## BEGIN ITEMS

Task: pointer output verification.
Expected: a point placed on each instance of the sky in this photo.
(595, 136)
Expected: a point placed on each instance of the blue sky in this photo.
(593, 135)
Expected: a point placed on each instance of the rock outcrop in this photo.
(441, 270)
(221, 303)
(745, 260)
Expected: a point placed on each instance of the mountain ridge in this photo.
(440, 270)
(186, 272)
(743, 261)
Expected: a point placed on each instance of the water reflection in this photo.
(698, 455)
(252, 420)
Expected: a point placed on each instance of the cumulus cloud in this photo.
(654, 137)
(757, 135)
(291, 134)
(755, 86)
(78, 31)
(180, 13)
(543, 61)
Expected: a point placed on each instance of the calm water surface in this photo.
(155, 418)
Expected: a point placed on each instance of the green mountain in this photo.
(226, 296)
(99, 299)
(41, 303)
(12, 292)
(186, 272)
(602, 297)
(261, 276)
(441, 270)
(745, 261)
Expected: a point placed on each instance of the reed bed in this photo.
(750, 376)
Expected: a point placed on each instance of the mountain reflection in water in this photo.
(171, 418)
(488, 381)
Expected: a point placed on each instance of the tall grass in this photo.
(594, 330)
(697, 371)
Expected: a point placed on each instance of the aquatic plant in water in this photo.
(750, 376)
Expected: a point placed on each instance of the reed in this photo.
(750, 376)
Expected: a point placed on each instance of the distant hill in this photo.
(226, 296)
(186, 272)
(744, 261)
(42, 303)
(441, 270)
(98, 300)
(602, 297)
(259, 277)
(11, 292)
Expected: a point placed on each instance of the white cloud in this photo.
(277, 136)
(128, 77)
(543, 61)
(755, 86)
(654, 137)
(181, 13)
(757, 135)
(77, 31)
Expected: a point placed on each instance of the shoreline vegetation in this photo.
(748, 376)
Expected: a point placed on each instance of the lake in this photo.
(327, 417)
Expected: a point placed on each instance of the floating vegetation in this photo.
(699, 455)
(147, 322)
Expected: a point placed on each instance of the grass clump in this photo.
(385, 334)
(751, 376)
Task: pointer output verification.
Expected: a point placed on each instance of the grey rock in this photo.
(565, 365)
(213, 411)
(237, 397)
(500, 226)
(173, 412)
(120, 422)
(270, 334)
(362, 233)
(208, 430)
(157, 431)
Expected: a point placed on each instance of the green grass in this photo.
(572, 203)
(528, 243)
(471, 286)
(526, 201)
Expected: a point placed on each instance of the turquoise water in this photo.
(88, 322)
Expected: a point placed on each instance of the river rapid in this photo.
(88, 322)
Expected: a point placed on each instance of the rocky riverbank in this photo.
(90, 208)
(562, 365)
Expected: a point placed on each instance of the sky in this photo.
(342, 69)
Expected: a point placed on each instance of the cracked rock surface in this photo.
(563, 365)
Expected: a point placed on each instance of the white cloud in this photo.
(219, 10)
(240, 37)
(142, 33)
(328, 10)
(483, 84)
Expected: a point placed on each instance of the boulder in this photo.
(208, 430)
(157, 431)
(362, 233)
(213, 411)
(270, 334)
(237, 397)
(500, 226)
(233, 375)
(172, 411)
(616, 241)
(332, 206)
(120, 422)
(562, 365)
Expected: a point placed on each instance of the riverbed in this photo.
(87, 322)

## END ITEMS

WHAT TO PRODUCE – Begin with the line that contains "Expected: a point placed on each instance of the grass" and quote each line after it exactly, stopping after the last line of the data.

SOLUTION TO THIS PROBLEM –
Expected: a point placed on each instance of the grass clump in this photo.
(385, 334)
(751, 376)
Task: pointer output verification.
Expected: a point placed on each instance of the grey rock in this photo.
(565, 365)
(213, 411)
(237, 397)
(500, 226)
(173, 412)
(120, 422)
(270, 334)
(362, 233)
(208, 430)
(157, 431)
Expected: a point placed on each instance of the green grass in this photo.
(572, 203)
(528, 243)
(471, 286)
(526, 201)
Expected: a point placed on each instance of the turquoise water in this photo.
(88, 322)
Expected: a point placed on each instance of the river rapid in this photo.
(88, 322)
Expected: a point placed on each instance of the rocky riverbank in this photo.
(90, 208)
(562, 365)
Expected: a point placed on each instance of the sky in this photo.
(342, 69)
Expected: a point placed on each instance of the cracked rock surface in this photo.
(563, 365)
Expected: a point placed on each instance of the white cloud in this photo.
(219, 10)
(240, 37)
(142, 33)
(328, 10)
(483, 84)
Expected: a point placed on each instance of the boulder in this photo.
(208, 430)
(157, 431)
(362, 233)
(213, 411)
(270, 334)
(237, 397)
(500, 226)
(233, 375)
(172, 411)
(616, 241)
(332, 206)
(120, 422)
(562, 365)
Expected: a point placed on each instance of the riverbed in this photo.
(87, 322)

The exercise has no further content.